Required actions ▸
[1] Copy everything from "I was helping" down to "her no benefits." in the passage on loosening the grip, with "garage" renamed to "basement".
[2] How would you put the sentence "It's the seeing that allows this tension to unravel." from the passage on loosening the grip into Spanish?

Loosening the Grip

When we know that something isn't serving us, but we can't let it go, a deep and hidden part of us is clutching to this thing. Maybe the grip is fueled by fear, sadness or anger. Many anxieties may have come together to make us hold on tight.

But we don't need to know the ingredients behind our reason to hang on. We can recognize their collective force. We can feel the heat it generates in us as if we were near a fire. We can imagine the shape this tension is making in our bodies. We can notice the energy it's taking from us to maintain our grip.

When I work with a client, I look for their unconscious hold on clutter. I notice the strain in their body. I see the toll it's taking. And I ask them to notice too. It's the seeing that allows this tension to unravel. It's what helps clients let go.

I was helping a client with a box of papers in her garage. She didn't want to look. She complained that her head and stomach hurt. She stared down and wouldn't look me in the eyes. I told her that all these symptoms were the physiology of her tight emotional embrace to what was in the box. It wasn't a joyful hold. It was fueled by deep unconscious tensions whose presence brought her no benefits.

I told her I sometimes feel the same way when I go through financial paperwork. The tension makes me not want to do it. But it's more painful for me to live with this stuff undone.

Her recognition of this experience in herself made her open up to taking a look at what was in the box. I encouraged her to go through and consider one piece of paper at a time. She still felt her symptoms, but there was enough of a distance from them that they didn't side track her.

Source records ▸
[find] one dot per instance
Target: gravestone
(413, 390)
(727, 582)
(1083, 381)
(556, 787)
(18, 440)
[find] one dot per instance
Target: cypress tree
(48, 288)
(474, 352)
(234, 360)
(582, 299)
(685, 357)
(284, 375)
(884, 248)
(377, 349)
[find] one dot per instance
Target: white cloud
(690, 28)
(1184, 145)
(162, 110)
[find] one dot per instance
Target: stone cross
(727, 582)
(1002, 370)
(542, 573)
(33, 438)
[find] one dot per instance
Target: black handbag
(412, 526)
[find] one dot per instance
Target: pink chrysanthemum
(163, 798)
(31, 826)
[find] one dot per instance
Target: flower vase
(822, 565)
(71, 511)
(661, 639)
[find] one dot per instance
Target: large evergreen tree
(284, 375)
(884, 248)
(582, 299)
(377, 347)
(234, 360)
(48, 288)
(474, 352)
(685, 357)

Results for the exercise ▸
[1]
I was helping a client with a box of papers in her basement. She didn't want to look. She complained that her head and stomach hurt. She stared down and wouldn't look me in the eyes. I told her that all these symptoms were the physiology of her tight emotional embrace to what was in the box. It wasn't a joyful hold. It was fueled by deep unconscious tensions whose presence brought her no benefits.

[2] Es el hecho de ver lo que permite que esta tensión se deshaga.